Short exercise 1
Extract every line of the records that contains the string "tail", treating case as significant.

John R Levine wrote:
The point is that replay protection is _critical_ for automated
reputation and compensation mechanisms.
People keep saying this as though it's obvious. I must be unusually dim
today because it's not obvious at all to me, and doesn't seem to have been
obvious to designers of previous signature systems.
You are right; I did not explain _why_ replay protection is critical
(for automated reputation and compensation management).
Replay protection allows automated reputation management, since it
provides a signed proof of misconduct. Of course, we get proof of
misconduct also without replay protection, e.g. by showing the domain
signed spam. But replay protection allows different penalty for
sending/allowing a single spam to single recipient, vs. sending bulk
(identical) spam to many recipients.
Replay protection allows automated compensation management: a signed
spam automatically becomes a `certified check` crediting the recipient.
I can't put all details here (but can refer you to papers if you like);
in any case, this is _not_ part of DKIM functionality. But DKIM _can_
provide the underlying mechanism for both automated reputation and
automated compensation, provided `replay protection` or more correctly
recipient identification is allowed (as an option).
Now to your other questions...
Do you check CRLs on S/MIME mail? (They are turned off by default in many
MUAs.) PGP seems to have no way to deal with replay at all. Is that why
it hasn't caught on?

The records
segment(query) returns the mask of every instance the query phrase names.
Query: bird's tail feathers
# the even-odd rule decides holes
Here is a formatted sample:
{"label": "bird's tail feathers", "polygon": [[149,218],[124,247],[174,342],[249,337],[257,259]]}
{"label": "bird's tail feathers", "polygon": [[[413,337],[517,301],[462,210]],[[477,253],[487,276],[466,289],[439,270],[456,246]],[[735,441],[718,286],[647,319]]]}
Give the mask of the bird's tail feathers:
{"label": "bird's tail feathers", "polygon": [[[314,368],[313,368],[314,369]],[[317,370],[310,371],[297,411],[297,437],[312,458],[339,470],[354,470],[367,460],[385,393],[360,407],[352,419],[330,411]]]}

--

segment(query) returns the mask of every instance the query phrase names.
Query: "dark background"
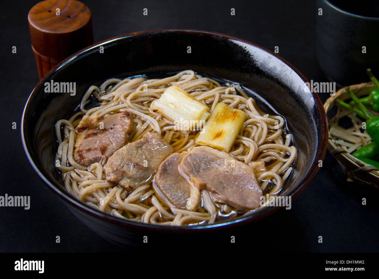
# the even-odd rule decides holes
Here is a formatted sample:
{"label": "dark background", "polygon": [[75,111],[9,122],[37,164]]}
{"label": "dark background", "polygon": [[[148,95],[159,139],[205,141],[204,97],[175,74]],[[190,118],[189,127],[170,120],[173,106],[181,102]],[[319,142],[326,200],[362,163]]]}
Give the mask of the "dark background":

Short exercise 2
Rewrite the paragraph of the message on replay protection that begins "Replay protection allows automated reputation management" in a more concise form, retaining its main facts.

Exercise solution 1
Query: bird's tail feathers
{"label": "bird's tail feathers", "polygon": [[149,218],[124,247],[174,342],[249,337],[257,259]]}
{"label": "bird's tail feathers", "polygon": [[[413,337],[517,301],[462,210]],[[477,253],[487,276],[466,289],[439,270],[456,246]],[[735,441],[718,286],[647,319]]]}
Give the mask of the bird's tail feathers:
{"label": "bird's tail feathers", "polygon": [[[314,368],[313,368],[314,369]],[[317,370],[310,371],[297,411],[297,437],[312,458],[339,470],[354,470],[367,460],[385,393],[360,407],[352,419],[330,411]]]}

Exercise solution 2
Replay protection supports automated reputation management by supplying signed proof of misconduct. Such proof is available even without it, for example by showing that a domain signed spam. However, replay protection allows a single spam sent to one recipient to be penalized differently from identical bulk spam sent to many recipients.